== Segment start ==

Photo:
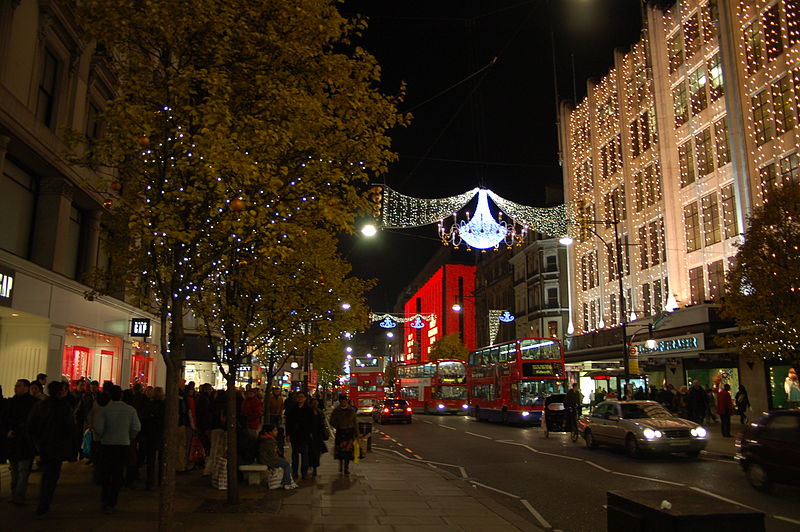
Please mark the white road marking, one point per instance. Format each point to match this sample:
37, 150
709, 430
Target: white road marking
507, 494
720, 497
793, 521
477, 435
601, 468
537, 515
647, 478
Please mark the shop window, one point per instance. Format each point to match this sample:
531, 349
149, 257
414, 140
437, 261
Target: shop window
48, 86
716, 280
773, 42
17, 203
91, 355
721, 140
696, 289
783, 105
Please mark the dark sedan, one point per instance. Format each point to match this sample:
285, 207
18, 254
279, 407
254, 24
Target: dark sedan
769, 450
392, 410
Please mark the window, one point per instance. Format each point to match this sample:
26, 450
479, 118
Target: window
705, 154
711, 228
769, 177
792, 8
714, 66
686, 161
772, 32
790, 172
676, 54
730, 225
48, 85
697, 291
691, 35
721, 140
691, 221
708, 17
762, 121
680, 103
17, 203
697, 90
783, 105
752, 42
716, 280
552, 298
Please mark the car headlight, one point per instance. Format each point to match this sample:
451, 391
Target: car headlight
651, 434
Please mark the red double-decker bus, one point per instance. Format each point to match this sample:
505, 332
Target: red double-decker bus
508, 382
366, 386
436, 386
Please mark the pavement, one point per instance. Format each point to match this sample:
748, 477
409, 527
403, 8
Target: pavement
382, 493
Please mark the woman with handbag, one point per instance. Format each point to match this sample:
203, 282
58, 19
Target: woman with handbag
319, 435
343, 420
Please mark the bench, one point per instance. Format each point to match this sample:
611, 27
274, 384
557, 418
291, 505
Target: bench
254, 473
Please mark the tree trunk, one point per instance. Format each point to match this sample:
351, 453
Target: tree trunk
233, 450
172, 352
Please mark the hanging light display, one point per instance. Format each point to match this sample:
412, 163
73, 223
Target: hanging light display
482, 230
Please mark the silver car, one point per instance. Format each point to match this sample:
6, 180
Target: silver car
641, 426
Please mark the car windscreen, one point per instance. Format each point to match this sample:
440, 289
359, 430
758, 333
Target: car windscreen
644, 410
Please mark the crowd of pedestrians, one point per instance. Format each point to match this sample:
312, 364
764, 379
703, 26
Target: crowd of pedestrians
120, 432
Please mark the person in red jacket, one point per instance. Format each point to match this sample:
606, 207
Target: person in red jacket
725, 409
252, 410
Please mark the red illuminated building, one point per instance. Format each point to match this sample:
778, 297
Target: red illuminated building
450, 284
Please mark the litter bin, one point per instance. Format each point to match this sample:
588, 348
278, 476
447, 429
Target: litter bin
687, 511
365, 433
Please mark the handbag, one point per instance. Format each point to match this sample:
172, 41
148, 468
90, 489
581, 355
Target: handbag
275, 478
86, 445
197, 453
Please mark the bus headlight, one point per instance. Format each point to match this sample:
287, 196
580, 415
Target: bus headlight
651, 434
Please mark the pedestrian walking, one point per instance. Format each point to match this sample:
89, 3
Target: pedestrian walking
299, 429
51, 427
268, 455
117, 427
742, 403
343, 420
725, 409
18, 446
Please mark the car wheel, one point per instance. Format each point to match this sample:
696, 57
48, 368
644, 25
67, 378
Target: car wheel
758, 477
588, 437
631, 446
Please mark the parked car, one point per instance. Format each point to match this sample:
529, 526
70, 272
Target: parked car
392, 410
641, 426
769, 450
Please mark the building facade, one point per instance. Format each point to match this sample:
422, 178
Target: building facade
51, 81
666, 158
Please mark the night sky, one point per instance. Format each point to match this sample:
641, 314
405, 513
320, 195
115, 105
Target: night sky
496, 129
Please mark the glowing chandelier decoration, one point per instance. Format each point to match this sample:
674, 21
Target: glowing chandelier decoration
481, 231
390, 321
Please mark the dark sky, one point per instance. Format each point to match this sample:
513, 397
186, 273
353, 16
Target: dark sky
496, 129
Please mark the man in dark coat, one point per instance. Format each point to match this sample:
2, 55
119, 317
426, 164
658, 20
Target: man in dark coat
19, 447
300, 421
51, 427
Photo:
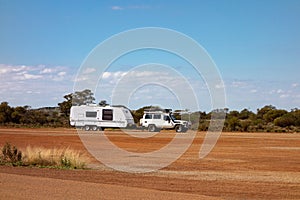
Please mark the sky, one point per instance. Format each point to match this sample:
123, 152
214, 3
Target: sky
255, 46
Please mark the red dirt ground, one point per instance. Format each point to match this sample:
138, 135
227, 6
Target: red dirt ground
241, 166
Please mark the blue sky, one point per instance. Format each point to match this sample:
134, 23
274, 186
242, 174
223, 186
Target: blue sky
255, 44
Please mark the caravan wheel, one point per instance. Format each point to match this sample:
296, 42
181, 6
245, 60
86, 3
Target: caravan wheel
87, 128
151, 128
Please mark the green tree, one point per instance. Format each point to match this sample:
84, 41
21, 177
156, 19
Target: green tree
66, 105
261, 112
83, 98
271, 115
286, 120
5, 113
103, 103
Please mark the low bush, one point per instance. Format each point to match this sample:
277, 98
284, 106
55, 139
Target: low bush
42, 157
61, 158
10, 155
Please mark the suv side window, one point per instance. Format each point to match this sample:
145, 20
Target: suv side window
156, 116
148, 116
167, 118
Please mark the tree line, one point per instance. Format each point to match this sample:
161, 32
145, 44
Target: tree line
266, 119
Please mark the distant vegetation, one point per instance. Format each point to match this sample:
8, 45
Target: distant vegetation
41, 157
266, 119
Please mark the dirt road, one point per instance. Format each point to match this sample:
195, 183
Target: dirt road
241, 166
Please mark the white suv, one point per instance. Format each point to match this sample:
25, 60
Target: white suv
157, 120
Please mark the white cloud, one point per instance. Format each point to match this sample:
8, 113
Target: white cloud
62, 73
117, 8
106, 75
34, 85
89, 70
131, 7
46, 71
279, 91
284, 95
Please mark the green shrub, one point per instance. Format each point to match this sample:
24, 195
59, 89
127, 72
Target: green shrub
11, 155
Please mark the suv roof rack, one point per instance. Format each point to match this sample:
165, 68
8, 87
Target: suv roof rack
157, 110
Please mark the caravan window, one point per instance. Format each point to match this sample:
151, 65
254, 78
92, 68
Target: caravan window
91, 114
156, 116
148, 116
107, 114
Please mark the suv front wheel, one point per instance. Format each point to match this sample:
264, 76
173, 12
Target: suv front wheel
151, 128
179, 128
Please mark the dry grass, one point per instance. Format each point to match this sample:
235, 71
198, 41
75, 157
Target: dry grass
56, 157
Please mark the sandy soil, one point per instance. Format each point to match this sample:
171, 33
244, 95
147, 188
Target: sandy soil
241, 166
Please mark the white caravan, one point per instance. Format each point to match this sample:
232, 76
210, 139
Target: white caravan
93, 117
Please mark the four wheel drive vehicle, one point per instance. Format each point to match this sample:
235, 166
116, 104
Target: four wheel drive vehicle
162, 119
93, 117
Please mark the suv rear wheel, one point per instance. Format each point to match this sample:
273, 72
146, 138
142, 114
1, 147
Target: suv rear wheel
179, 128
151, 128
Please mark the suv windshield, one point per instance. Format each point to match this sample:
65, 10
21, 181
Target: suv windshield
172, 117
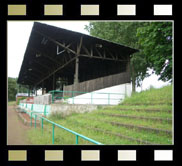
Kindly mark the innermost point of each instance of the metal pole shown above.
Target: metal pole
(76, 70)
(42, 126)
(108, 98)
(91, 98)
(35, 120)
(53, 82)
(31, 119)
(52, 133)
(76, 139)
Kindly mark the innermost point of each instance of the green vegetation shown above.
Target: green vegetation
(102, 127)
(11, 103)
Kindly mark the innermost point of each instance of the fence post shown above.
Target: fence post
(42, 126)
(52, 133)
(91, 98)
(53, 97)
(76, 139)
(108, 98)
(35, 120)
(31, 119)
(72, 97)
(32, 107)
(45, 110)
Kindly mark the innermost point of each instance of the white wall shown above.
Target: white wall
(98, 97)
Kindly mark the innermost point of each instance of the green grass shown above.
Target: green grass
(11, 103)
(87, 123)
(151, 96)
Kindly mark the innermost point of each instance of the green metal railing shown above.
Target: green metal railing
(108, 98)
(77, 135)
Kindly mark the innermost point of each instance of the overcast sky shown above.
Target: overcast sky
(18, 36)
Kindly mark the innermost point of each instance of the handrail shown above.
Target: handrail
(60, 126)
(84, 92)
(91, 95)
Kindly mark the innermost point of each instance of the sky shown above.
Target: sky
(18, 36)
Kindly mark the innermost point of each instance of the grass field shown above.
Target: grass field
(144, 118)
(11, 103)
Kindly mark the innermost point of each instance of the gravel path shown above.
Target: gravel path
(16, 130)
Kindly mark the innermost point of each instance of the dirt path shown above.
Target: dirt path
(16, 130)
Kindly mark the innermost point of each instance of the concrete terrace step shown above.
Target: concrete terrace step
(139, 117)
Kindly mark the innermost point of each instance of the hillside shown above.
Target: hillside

== Segment end ==
== Segment start ==

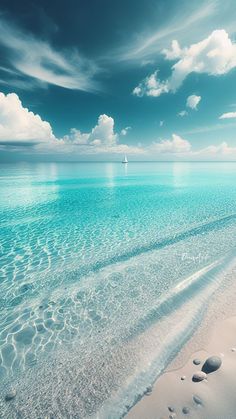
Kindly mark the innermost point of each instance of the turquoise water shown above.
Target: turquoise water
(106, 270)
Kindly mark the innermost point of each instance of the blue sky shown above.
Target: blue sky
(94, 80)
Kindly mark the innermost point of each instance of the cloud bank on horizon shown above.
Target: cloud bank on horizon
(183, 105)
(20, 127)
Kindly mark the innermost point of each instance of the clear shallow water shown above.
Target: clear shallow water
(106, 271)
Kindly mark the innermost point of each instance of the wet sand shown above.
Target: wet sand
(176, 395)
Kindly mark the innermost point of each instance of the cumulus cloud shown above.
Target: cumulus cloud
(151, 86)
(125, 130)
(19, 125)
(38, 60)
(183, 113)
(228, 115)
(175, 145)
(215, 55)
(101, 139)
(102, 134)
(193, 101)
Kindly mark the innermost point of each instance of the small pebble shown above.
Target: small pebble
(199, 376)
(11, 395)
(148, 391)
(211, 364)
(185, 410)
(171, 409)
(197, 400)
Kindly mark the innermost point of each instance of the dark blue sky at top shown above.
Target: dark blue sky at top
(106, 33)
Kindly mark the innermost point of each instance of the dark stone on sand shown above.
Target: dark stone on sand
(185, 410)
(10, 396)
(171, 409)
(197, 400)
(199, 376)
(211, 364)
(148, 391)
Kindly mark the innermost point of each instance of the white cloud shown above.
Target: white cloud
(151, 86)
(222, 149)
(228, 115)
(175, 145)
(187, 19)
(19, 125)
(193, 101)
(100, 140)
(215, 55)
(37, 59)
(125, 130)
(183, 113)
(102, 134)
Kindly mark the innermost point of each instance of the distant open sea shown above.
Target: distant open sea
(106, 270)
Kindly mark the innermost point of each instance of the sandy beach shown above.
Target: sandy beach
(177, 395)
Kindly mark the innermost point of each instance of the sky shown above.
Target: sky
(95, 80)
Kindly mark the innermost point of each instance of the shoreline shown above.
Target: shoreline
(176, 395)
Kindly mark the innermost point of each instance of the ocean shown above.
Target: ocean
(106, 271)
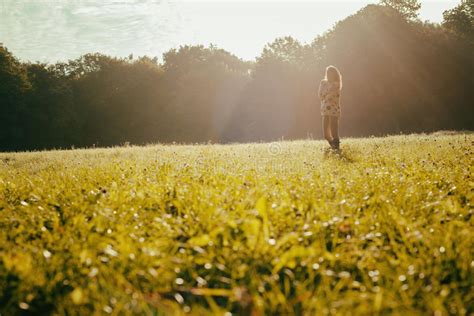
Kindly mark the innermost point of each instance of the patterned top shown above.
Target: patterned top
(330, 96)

== Segment end ==

Where does the word "hillside" appear in the records? Copy every line that holds it.

** Answer area **
Kindly mark the innermost point of each instance of the hillside shown above.
Target: hillside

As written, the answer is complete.